WORK TO COMPLETE: When you answer, restate the entries below without altering anything.

DATASET RECORDS:
::::
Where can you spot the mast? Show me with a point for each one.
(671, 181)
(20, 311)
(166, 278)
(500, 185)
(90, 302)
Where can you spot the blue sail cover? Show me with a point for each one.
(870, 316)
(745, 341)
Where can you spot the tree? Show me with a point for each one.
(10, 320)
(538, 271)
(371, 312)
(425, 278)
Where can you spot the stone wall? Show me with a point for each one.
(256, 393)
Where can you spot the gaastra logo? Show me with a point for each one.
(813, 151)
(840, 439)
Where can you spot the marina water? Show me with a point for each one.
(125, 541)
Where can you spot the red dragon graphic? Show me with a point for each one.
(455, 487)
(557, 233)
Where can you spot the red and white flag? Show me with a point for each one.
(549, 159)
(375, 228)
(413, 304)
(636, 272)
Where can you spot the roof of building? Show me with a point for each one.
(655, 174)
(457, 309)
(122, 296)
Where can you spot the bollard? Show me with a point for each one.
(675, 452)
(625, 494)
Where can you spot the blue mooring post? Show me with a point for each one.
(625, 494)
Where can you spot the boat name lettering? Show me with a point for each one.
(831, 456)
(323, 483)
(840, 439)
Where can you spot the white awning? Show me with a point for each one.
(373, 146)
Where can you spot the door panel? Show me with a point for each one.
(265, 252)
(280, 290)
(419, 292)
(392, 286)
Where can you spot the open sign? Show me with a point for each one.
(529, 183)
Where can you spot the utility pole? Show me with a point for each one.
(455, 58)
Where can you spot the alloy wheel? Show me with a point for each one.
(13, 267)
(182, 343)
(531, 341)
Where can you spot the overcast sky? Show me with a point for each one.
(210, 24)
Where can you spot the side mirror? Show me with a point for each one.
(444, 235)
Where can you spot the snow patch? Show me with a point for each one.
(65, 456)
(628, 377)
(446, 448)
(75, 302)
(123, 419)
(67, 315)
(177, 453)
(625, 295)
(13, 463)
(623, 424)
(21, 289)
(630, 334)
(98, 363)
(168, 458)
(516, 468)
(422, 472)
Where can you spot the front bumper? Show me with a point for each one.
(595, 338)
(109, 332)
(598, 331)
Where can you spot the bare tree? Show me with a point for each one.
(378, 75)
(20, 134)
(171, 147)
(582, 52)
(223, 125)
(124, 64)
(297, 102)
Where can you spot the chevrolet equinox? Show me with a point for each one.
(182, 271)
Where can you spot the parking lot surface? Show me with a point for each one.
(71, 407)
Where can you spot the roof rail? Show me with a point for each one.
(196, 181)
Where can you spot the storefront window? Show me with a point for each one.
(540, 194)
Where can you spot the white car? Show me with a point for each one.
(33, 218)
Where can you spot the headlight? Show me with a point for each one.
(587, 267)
::::
RESPONSE BOX:
Where can you spot the mast? Show me with a point for each one.
(671, 181)
(20, 311)
(166, 278)
(500, 185)
(90, 302)
Where can you spot the blue sail cover? Show me with a point for each one.
(870, 316)
(745, 341)
Where can you spot the tree? Show me with a point for each one.
(10, 320)
(538, 271)
(371, 312)
(425, 278)
Where can you spot the stone wall? Show me with a point for each one.
(256, 393)
Where can you spot the gaastra logo? Show me with a point for each one.
(813, 151)
(840, 439)
Where can you spot the marina water? Show me with a point for each one.
(125, 541)
Where can you spot the red dragon graphic? Show me with a point for each one.
(455, 487)
(557, 233)
Where can you spot the red and white flag? Show me with a point for each one.
(549, 159)
(375, 228)
(413, 304)
(636, 272)
Where can you spot the roof of building? Show me with a point for each one.
(655, 174)
(457, 309)
(122, 296)
Where can you spot the bollard? Show me with a point for each one.
(675, 452)
(625, 494)
Where can you spot the blue mooring post? Show me with a point for each one.
(625, 494)
Where can you spot the boat name lettering? Show me with a point for each one.
(831, 456)
(323, 483)
(840, 439)
Where can you spot the white awning? Show me with a point for each one.
(373, 146)
Where can you spot the door panel? Show me with a point for each one.
(265, 252)
(280, 290)
(419, 292)
(392, 286)
Where can you spot the open sign? Show me with a point for each one.
(529, 183)
Where can you spot the utility pole? Show me with a point for each one.
(455, 58)
Where can you spot the alloy wheel? Show me with a point for each one.
(13, 267)
(182, 343)
(531, 341)
Where can you spot the overcast sky? Show me with a point for each one.
(210, 24)
Where can you spot the side mirror? Show me with a point for each one.
(444, 235)
Where can you spot the snow patch? Show me with a point for each one.
(65, 456)
(628, 377)
(446, 448)
(75, 302)
(123, 419)
(67, 315)
(177, 453)
(625, 295)
(13, 463)
(623, 424)
(21, 289)
(630, 334)
(98, 363)
(168, 458)
(516, 468)
(422, 472)
Where can you spot the front bumper? Show me with a point for each one.
(595, 338)
(109, 332)
(598, 331)
Where can you spot the bare tree? Show me with a point for each one.
(378, 75)
(20, 134)
(171, 147)
(582, 52)
(223, 125)
(124, 64)
(297, 102)
Where can you spot the chevrolet equinox? Show me with a point for each one.
(182, 271)
Where can you spot the parking lot surface? Show me with a point for each one.
(71, 407)
Where can you spot the roof rail? Show me with a point for each one.
(196, 181)
Where can you spot the storefront window? Show me with a point for each one.
(540, 194)
Where can you spot the white car? Show me with a point for each one.
(33, 218)
Where can you spot the headlight? Show me with a point for each one.
(587, 267)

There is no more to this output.